Data shown ->

● ● ● ●

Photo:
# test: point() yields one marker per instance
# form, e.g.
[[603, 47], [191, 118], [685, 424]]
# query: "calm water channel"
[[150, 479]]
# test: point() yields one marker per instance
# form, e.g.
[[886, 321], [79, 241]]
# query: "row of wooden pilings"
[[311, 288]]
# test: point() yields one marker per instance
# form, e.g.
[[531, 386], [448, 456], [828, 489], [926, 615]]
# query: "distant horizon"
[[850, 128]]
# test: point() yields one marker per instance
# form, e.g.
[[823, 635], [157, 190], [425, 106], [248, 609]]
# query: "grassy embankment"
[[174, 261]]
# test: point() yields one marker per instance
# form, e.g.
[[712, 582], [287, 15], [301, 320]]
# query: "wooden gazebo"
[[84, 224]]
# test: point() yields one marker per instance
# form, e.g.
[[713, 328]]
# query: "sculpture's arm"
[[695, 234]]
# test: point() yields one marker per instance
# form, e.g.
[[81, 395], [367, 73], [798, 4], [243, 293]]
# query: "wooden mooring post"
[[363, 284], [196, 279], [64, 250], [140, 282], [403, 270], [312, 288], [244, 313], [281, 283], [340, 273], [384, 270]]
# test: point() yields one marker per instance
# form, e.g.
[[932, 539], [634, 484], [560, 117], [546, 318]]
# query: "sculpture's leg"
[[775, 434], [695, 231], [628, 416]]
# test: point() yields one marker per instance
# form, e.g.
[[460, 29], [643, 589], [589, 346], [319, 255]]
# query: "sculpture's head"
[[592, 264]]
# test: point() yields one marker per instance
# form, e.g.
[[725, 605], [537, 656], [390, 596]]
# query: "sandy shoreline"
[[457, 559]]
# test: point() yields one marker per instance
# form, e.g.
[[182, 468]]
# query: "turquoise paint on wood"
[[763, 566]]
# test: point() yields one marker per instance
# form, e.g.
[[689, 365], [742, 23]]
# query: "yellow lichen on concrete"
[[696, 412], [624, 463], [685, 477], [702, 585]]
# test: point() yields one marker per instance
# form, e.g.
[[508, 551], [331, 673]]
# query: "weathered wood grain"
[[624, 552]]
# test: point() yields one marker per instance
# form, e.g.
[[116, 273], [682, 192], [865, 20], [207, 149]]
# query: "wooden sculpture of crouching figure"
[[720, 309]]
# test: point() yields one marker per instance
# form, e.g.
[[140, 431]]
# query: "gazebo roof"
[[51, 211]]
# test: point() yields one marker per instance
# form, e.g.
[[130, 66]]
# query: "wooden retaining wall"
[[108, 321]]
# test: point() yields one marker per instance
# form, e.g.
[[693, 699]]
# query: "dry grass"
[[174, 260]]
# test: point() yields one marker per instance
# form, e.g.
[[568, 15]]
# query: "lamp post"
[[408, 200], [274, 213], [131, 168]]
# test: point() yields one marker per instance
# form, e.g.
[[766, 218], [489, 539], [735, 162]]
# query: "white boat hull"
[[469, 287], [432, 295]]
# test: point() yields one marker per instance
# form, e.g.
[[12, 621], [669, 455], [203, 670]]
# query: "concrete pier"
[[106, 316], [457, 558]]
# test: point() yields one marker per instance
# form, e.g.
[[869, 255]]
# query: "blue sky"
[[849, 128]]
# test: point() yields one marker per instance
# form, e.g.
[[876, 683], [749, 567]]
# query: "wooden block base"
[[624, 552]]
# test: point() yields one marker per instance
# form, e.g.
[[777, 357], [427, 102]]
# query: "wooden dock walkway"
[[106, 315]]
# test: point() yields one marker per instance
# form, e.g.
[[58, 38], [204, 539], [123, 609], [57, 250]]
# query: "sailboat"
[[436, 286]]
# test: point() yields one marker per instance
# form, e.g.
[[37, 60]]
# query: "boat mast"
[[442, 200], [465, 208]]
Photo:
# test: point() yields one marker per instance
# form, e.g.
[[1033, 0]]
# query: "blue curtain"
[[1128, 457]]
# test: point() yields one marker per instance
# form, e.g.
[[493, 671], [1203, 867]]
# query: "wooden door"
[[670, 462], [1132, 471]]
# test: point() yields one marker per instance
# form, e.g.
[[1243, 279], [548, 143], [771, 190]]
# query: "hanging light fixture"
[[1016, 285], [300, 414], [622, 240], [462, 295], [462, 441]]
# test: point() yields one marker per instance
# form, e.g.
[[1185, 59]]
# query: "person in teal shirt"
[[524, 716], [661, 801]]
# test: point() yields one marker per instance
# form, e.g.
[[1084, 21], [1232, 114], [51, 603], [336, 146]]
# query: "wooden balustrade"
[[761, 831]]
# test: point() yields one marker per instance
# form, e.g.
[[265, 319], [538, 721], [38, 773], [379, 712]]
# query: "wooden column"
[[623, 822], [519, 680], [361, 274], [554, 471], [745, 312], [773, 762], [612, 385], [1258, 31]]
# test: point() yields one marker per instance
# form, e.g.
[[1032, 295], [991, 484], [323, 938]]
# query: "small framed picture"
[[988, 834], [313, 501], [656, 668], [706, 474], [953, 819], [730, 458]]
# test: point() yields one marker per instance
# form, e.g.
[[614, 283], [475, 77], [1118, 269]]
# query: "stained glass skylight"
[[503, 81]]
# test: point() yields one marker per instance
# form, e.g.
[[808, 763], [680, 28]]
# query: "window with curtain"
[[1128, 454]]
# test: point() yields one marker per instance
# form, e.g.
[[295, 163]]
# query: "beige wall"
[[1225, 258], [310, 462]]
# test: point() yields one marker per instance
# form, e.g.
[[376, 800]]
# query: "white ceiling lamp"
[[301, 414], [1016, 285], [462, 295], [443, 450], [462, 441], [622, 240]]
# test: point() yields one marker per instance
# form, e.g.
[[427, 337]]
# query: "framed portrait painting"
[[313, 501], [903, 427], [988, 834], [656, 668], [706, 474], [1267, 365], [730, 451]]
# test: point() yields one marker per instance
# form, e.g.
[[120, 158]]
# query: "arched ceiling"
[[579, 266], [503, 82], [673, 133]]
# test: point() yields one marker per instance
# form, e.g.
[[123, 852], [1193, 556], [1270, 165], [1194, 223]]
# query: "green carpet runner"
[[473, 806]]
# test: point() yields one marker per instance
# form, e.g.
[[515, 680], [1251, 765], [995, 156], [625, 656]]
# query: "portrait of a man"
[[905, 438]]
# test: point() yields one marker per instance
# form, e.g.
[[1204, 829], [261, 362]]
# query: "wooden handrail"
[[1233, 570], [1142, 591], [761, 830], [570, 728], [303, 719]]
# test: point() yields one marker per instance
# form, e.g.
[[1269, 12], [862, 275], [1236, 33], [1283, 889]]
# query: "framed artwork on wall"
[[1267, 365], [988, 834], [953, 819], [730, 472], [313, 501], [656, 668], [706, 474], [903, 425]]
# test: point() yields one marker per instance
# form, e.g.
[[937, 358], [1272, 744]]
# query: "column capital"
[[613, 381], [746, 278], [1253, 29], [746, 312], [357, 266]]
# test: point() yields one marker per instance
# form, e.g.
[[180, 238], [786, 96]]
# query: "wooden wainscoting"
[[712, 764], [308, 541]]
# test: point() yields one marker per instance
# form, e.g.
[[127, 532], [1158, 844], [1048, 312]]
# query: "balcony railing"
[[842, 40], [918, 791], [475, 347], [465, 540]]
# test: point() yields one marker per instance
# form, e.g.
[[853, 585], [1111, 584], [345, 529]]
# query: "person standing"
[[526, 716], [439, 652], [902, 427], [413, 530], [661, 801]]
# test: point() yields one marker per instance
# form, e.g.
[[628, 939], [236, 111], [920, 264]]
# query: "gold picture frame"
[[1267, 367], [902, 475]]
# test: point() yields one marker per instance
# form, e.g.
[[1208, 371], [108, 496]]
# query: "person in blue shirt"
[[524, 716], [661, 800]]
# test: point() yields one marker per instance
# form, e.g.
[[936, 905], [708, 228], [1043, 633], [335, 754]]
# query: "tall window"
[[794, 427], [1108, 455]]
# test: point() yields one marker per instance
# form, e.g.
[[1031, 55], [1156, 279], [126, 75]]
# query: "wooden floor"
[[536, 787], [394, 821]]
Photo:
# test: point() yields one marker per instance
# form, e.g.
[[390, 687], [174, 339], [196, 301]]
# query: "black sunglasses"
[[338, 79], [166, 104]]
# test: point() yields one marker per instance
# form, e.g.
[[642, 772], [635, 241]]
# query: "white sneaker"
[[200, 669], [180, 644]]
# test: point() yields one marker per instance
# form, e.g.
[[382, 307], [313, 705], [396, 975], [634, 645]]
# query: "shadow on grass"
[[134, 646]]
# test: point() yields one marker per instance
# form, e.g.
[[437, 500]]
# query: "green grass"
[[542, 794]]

● ● ● ●

The task -> Add -132 to every coordinate in the answer points, and write out everything from the start of the data down to the line containing "[[720, 309]]", requests included. Change no other numbers, and give only those lines.

Task answer ->
Photo:
# test: point() yields one marker per instance
# form, e.g.
[[603, 47], [191, 118], [685, 424]]
# query: "calm water channel"
[[18, 347]]
# test: point() yields one marker per instance
# form, e.g.
[[886, 321], [79, 241]]
# query: "row of wooden pilings"
[[179, 156]]
# test: point() yields one marker per instance
# form, e.g.
[[531, 386], [448, 456], [828, 489], [926, 615]]
# query: "distant horizon"
[[718, -4]]
# test: point() yields one marker per instance
# form, e.g.
[[823, 635], [157, 190], [425, 106], [248, 609]]
# query: "grassy embankment"
[[42, 129]]
# test: point() yields one marker per instance
# form, e.g.
[[712, 582], [287, 15], [301, 320]]
# query: "wooden gazebo"
[[-48, 92]]
# test: point() yields one marker per instance
# form, e.g.
[[713, 328]]
# query: "sculpture's arm"
[[563, 102]]
# test: point() yields one marker per instance
# form, e.g.
[[81, 395], [367, 73], [798, 4], [243, 293]]
# query: "wooden mooring post"
[[231, 152], [64, 147], [-68, 118], [8, 150], [271, 138], [180, 156], [112, 181], [149, 151], [208, 141], [252, 138]]
# test: point() yields one marker per instance
# form, e.g.
[[932, 539], [634, 484], [560, 117], [546, 318]]
# query: "sculpture's leg"
[[643, 302], [563, 99], [496, 284]]
# test: point() yields one marker per instance
# form, e.g.
[[460, 29], [643, 589], [589, 346], [319, 255]]
# query: "sculpture's head"
[[460, 132]]
# test: point() yields one marker per instance
# form, e.g.
[[725, 605], [537, 656], [390, 596]]
# query: "sandy shoreline"
[[325, 427]]
# test: point() yields one marker per instance
# form, e.g.
[[182, 468]]
# query: "turquoise paint on wood"
[[631, 434]]
# test: point() yields one marker per instance
# form, e.g.
[[689, 365], [742, 23]]
# query: "yellow lichen on concrete"
[[564, 280], [492, 331], [553, 345], [570, 453]]
# test: point() yields one marker per instance
# form, e.g.
[[508, 551], [331, 673]]
# query: "weathered wood grain"
[[492, 420]]
# test: point() yields one marker per instance
# form, e.g.
[[116, 273], [682, 192], [865, 20], [207, 149]]
# query: "wooden sculpture of crouching figure"
[[588, 177]]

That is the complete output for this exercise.